SET TASK: Take the line containing "of the female" and every line after it in the data below, and print them exactly as given, with nothing else.

DATA RECORDS:
Begin
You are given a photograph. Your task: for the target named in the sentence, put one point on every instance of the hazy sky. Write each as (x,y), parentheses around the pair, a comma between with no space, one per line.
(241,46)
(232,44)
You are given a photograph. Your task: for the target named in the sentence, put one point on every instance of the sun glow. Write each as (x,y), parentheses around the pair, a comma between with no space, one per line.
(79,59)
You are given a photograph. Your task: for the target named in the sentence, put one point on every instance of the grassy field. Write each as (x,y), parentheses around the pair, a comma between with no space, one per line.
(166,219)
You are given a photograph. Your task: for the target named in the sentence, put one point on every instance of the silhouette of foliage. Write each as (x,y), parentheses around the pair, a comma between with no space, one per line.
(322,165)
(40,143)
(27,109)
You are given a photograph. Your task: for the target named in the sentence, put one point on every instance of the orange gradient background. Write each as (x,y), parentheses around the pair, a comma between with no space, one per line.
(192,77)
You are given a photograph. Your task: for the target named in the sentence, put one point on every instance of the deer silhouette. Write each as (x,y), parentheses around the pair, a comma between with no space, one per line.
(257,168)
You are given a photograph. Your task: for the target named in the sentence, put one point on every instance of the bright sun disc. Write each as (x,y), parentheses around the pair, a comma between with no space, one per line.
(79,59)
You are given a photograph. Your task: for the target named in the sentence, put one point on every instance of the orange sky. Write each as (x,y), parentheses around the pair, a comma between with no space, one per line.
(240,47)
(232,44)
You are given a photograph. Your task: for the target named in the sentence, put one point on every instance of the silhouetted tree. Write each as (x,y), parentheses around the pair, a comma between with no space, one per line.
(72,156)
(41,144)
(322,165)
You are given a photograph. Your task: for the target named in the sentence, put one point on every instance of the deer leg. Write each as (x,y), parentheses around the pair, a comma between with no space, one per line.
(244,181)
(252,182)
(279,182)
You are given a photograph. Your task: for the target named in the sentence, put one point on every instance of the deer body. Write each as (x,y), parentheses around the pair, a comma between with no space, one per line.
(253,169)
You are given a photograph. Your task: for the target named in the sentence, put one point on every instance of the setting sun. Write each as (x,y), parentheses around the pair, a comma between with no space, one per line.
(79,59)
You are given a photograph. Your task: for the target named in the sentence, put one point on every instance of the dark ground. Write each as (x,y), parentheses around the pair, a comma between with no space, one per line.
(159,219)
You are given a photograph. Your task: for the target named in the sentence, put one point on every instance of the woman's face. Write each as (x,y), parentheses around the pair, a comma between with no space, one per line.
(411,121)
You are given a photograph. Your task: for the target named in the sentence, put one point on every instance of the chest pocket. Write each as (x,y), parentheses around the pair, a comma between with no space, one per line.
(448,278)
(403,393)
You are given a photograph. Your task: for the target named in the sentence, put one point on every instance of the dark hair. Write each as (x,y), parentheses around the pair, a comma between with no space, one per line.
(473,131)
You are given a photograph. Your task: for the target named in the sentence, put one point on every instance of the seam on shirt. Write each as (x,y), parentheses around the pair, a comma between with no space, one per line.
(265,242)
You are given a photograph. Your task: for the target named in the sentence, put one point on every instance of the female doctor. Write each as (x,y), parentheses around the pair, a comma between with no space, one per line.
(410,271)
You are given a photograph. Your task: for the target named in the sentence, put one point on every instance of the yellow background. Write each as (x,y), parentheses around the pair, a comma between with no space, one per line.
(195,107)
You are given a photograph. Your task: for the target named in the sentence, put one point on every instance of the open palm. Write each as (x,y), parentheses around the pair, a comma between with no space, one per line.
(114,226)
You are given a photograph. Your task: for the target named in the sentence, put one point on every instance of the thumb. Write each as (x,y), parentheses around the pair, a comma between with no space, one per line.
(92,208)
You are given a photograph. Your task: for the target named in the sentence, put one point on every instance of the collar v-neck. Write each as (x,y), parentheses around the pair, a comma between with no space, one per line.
End
ANSWER FOR THE TASK:
You are given a photograph. Your task: for the target named in the sentence, put one point on every instance of the female doctor. Write each as (x,y), parentheses around the pair, a comma between with no space, one per line.
(410,271)
You are given a photograph. Your task: for the target named in the sentence, put one point on every instance of the yellow background. Write each as (x,y), parentheses around the pair, a comma between with no space, one per line.
(195,107)
You are given a photograph. Your task: for the target named in the sentence, put one point on every instance of the open palm. Write each as (x,y), parentheses around the pair, a comma between with no space, one per line.
(114,226)
You are given a photograph. Your task: for the target named in the sentence, put one point on every instance of the thumb. Write each as (x,y), parentheses around the pair, a comma between with no space, one per line.
(92,208)
You are given a photograph. Your task: for the target named in the sentence, put one point on every instance of the collar v-neck. Write each as (x,y), parentheses around the pair, a comma between with no space, one per line.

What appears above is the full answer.